(Point annotation dataset records)

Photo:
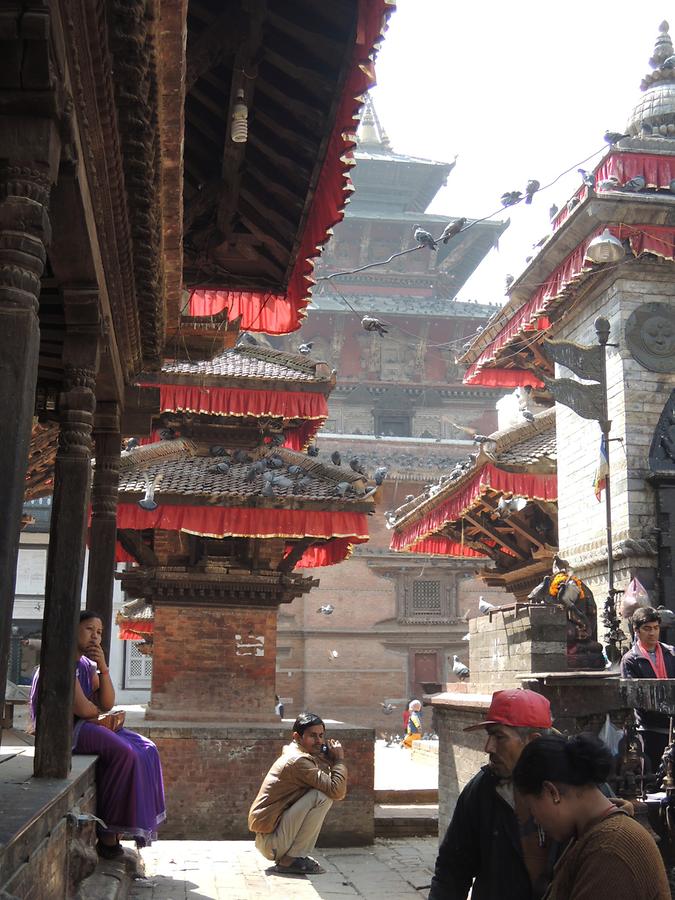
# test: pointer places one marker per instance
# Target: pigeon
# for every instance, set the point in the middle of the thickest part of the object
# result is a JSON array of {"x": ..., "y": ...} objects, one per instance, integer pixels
[
  {"x": 451, "y": 229},
  {"x": 423, "y": 238},
  {"x": 636, "y": 184},
  {"x": 380, "y": 474},
  {"x": 484, "y": 607},
  {"x": 613, "y": 137},
  {"x": 460, "y": 670},
  {"x": 587, "y": 178},
  {"x": 355, "y": 466},
  {"x": 611, "y": 183},
  {"x": 370, "y": 323},
  {"x": 148, "y": 501},
  {"x": 531, "y": 189},
  {"x": 510, "y": 198},
  {"x": 220, "y": 469}
]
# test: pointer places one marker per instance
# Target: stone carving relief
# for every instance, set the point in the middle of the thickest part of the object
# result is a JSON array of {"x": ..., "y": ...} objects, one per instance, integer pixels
[{"x": 650, "y": 336}]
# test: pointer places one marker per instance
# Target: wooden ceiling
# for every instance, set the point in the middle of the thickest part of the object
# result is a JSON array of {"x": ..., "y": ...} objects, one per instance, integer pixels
[{"x": 246, "y": 204}]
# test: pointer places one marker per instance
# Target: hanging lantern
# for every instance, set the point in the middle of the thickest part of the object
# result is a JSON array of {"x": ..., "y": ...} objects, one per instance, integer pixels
[{"x": 605, "y": 248}]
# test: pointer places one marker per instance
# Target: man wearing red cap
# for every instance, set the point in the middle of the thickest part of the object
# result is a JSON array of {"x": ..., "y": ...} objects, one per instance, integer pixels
[{"x": 490, "y": 842}]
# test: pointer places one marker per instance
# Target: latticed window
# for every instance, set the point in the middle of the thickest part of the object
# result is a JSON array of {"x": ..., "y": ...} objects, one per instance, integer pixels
[
  {"x": 426, "y": 599},
  {"x": 138, "y": 672}
]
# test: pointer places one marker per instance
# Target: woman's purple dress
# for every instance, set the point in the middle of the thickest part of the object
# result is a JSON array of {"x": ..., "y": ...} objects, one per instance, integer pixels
[{"x": 129, "y": 786}]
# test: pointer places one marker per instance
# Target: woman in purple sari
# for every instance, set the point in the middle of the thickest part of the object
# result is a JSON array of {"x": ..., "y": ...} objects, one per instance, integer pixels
[{"x": 129, "y": 786}]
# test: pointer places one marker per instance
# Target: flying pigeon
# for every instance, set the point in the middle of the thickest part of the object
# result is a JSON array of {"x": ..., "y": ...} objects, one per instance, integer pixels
[
  {"x": 451, "y": 229},
  {"x": 370, "y": 323},
  {"x": 531, "y": 189},
  {"x": 611, "y": 183},
  {"x": 380, "y": 474},
  {"x": 423, "y": 238},
  {"x": 636, "y": 184},
  {"x": 484, "y": 607},
  {"x": 613, "y": 137},
  {"x": 587, "y": 178},
  {"x": 510, "y": 198},
  {"x": 460, "y": 670}
]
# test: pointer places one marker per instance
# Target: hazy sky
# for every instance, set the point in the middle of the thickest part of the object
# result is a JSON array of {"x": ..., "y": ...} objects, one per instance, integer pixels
[{"x": 517, "y": 91}]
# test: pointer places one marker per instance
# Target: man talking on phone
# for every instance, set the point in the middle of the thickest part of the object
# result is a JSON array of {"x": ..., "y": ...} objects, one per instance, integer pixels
[{"x": 295, "y": 796}]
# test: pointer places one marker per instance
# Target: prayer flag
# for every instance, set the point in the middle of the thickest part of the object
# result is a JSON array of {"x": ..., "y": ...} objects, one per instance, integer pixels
[{"x": 602, "y": 471}]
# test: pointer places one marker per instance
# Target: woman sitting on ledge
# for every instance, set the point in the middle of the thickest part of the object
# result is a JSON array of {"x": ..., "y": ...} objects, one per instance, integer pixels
[{"x": 129, "y": 786}]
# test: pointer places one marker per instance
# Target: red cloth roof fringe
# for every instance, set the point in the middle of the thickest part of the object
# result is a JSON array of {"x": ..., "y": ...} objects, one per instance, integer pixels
[
  {"x": 540, "y": 487},
  {"x": 283, "y": 313}
]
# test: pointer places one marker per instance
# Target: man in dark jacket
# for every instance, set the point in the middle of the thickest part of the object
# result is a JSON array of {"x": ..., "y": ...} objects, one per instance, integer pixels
[
  {"x": 649, "y": 658},
  {"x": 489, "y": 839}
]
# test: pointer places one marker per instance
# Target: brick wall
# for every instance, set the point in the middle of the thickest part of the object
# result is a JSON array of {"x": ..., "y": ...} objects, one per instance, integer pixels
[
  {"x": 507, "y": 644},
  {"x": 214, "y": 664},
  {"x": 213, "y": 773}
]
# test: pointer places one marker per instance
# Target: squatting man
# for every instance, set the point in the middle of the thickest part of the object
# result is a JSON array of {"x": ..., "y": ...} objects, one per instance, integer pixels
[{"x": 295, "y": 796}]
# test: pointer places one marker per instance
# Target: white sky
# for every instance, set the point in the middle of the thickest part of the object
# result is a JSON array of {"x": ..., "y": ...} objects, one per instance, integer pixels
[{"x": 517, "y": 90}]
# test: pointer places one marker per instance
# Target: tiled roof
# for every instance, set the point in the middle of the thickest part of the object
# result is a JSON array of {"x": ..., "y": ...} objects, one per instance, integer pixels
[
  {"x": 251, "y": 362},
  {"x": 180, "y": 468}
]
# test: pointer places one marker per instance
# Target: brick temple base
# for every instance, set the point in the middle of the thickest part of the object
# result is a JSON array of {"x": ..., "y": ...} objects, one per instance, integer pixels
[{"x": 212, "y": 773}]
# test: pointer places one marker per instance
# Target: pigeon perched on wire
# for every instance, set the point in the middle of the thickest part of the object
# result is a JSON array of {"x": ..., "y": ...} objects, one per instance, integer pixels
[
  {"x": 460, "y": 669},
  {"x": 510, "y": 198},
  {"x": 636, "y": 184},
  {"x": 451, "y": 229},
  {"x": 587, "y": 178},
  {"x": 370, "y": 323},
  {"x": 484, "y": 607},
  {"x": 613, "y": 137},
  {"x": 531, "y": 189},
  {"x": 380, "y": 474},
  {"x": 423, "y": 238}
]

> [The problem]:
In the copy, include no pictures; restate the listing above exactly.

> [Completed task]:
Photo:
# test: pointer places one marker per instance
# Target: pigeon
# for every instance, set the point in the middle of the thickest part of the object
# result is a JSON array of {"x": ..., "y": ...} objects, one per instance, integer pixels
[
  {"x": 451, "y": 229},
  {"x": 423, "y": 238},
  {"x": 636, "y": 184},
  {"x": 380, "y": 474},
  {"x": 484, "y": 607},
  {"x": 613, "y": 137},
  {"x": 460, "y": 670},
  {"x": 587, "y": 178},
  {"x": 355, "y": 466},
  {"x": 611, "y": 183},
  {"x": 370, "y": 323},
  {"x": 148, "y": 501},
  {"x": 531, "y": 189},
  {"x": 510, "y": 198},
  {"x": 220, "y": 469}
]
# test: pointer places one marker per instance
# Target: stone carving relief
# for every instance, set the point in the middle of the thickest part of the object
# result is a JSON array of {"x": ..., "y": ...} objects, one per instance, integer pixels
[{"x": 650, "y": 336}]
# test: pointer places one marker per instance
# Target: wooden ceiling
# for every instance, set the point in the middle of the thickest part of the object
# result is a JSON array of {"x": ..., "y": ...} objects, one per instance, integer pixels
[{"x": 246, "y": 204}]
# test: pointer places one marker per instance
# Target: hanging lantern
# for every instance, set the point in the middle of the thickest part of the object
# result is a JSON array of {"x": ..., "y": ...} objects, one per instance, integer pixels
[{"x": 605, "y": 248}]
# test: pointer places one marker per instance
# Target: man wearing red cap
# for every instance, set the point in the middle of the thickest part of the object
# result is a JSON array of {"x": ..., "y": ...} objects, one per instance, integer pixels
[{"x": 490, "y": 842}]
# test: pointer places one marker per instance
# Target: latticed window
# for every instance, set the point in the middle of the thickest part of the object
# result is a JSON array of {"x": ..., "y": ...} objects, one per instance, integer pixels
[
  {"x": 426, "y": 599},
  {"x": 138, "y": 672}
]
# test: pointer places one marker per instance
# Target: woman's purple dress
# for every instance, set the point in the middle of the thickest part of the object
# result is a JSON array of {"x": ..., "y": ...} objects, one per instance, integer pixels
[{"x": 129, "y": 786}]
# test: pointer places one marker per instance
# Target: woman in purple sari
# for every instance, set the point in the middle of the thickest part of the object
# result is a JSON array of {"x": ..., "y": ...} objects, one per instance, integer pixels
[{"x": 129, "y": 786}]
# test: pointer places one marker per instance
# Target: flying pigeon
# for every instance, set the point in the middle of the thickest part of the object
# result is a JSON array of {"x": ..., "y": ...} objects, one per instance, integer pixels
[
  {"x": 451, "y": 229},
  {"x": 370, "y": 323},
  {"x": 531, "y": 189},
  {"x": 611, "y": 183},
  {"x": 380, "y": 474},
  {"x": 423, "y": 238},
  {"x": 636, "y": 184},
  {"x": 484, "y": 607},
  {"x": 613, "y": 137},
  {"x": 587, "y": 178},
  {"x": 510, "y": 198},
  {"x": 460, "y": 670}
]
# test: pointer places one marker per instance
# Target: hazy sky
# for every instance, set the point in the middle of the thickest part of the object
# result is a JSON array of {"x": ..., "y": ...} objects, one per instance, integer pixels
[{"x": 517, "y": 91}]
# test: pointer places one marker per instance
# Target: man talking on phone
# for every instance, set the point in the middle of the thickest part of the object
# result is a JSON array of {"x": ..., "y": ...} objects, one per instance, integer pixels
[{"x": 295, "y": 796}]
# test: pointer places one marker per instance
# Target: prayer flag
# for every instance, set the point in the middle of the thickest part of the object
# result is a JSON array of {"x": ..., "y": ...} objects, one per instance, integer pixels
[{"x": 602, "y": 471}]
# test: pointer places one marker per instance
# Target: woman sitting on ledge
# for every instance, set the point in the middle of the thickest part of the object
# result is a JSON array of {"x": ..., "y": ...} objects, one per instance, integer pixels
[{"x": 129, "y": 786}]
# test: pointer places one marker per instance
# Target: red cloth roof fringe
# for every instance, set the point in the middle of the thickest part of the object
# result is a JSON array of {"x": ..., "y": ...} objects, one per instance, integer pixels
[
  {"x": 540, "y": 487},
  {"x": 283, "y": 313}
]
# test: pointer places one marker per instance
# Target: man in dark jacket
# for every instance, set the point in the middle of the thickest part of the object
# result is a JSON array of {"x": ..., "y": ...} objects, one per instance, integer pixels
[
  {"x": 649, "y": 658},
  {"x": 489, "y": 839}
]
# test: pointer places one marker per instance
# Target: brick wall
# for every instance, set the point in the middle of the thickest part of the object
# result is a JSON array of {"x": ..., "y": ...} objects, one per instance, integer pixels
[
  {"x": 507, "y": 644},
  {"x": 214, "y": 664},
  {"x": 213, "y": 773}
]
# test: pointer places one marker per instance
# Target: squatting man
# for every instance, set the point in the middle of the thickest part of the object
# result is a JSON array of {"x": ..., "y": ...} objects, one per instance, integer pixels
[{"x": 295, "y": 796}]
# test: pointer places one marker per instance
# Target: white sky
# for every instance, set the point in the middle of the thickest part of the object
# result is a JSON array of {"x": ..., "y": ...} objects, one per instance, integer pixels
[{"x": 517, "y": 90}]
# test: pointer places one marker per instance
# Target: tiled roof
# for every instance, set the point in the middle of the thickest part of the object
# result is a JSON array of {"x": ..., "y": ...} objects, one per instance, integer pixels
[
  {"x": 251, "y": 362},
  {"x": 180, "y": 468}
]
# test: pointer places one marker per instance
# Target: brick temple base
# for every instance, set the point in the middle of the thickest part of the object
# result is a JSON array of {"x": ..., "y": ...} objects, one per instance, integer pixels
[{"x": 212, "y": 773}]
# test: pointer places one marker per instance
# Target: pigeon perched on wire
# for every instance, set the point in the middle of the thickest part of the object
# result is a JSON array of {"x": ..., "y": ...} objects, one per instance, integer pixels
[
  {"x": 460, "y": 669},
  {"x": 510, "y": 198},
  {"x": 636, "y": 184},
  {"x": 451, "y": 229},
  {"x": 587, "y": 178},
  {"x": 370, "y": 323},
  {"x": 484, "y": 607},
  {"x": 613, "y": 137},
  {"x": 531, "y": 189},
  {"x": 380, "y": 474},
  {"x": 423, "y": 238}
]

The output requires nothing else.